─── TASK MATERIAL

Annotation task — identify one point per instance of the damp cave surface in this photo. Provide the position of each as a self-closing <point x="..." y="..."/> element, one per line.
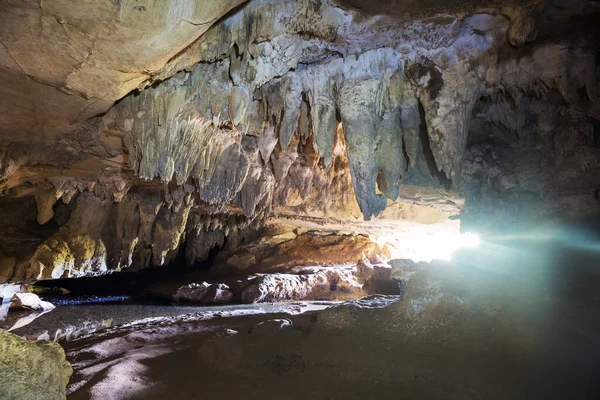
<point x="317" y="199"/>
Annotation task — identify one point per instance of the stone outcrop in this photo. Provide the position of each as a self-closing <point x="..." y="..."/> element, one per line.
<point x="32" y="370"/>
<point x="303" y="109"/>
<point x="204" y="293"/>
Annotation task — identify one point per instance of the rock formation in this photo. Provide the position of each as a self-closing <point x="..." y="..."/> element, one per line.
<point x="32" y="370"/>
<point x="136" y="134"/>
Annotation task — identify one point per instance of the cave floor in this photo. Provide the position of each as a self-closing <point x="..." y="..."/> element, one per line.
<point x="519" y="322"/>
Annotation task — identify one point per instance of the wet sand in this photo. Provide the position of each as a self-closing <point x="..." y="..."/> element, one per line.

──────

- **PROBLEM DESCRIPTION**
Only text belongs in the copy: repeat each line of the data exactly and leave out the pictures.

- **YOUR SOLUTION**
Annotation task — identify one point per instance of the damp cave surface in this photo. Provide the position of each as a self-closing <point x="..." y="..."/> element, one per line.
<point x="317" y="199"/>
Annotation task — identify one point per instance of the stone outcrop in this photo. Provide the position of each as a self-closing <point x="..." y="..."/> element, one per line.
<point x="32" y="370"/>
<point x="303" y="109"/>
<point x="204" y="293"/>
Annotation task — identify one point per instance of the rock formation in this photo. Provide the position of each as a self-closing <point x="..." y="..."/> element, one per line.
<point x="32" y="370"/>
<point x="136" y="134"/>
Annotation task — identify one point per instance of the cave floor in this photo. Provide the position of each as a self-closing <point x="..." y="..."/> element, one per line.
<point x="519" y="322"/>
Annotation task — identify one point per instance of the wet sand in this photo. Provide the position of each as a self-closing <point x="..." y="..."/> element, one per line.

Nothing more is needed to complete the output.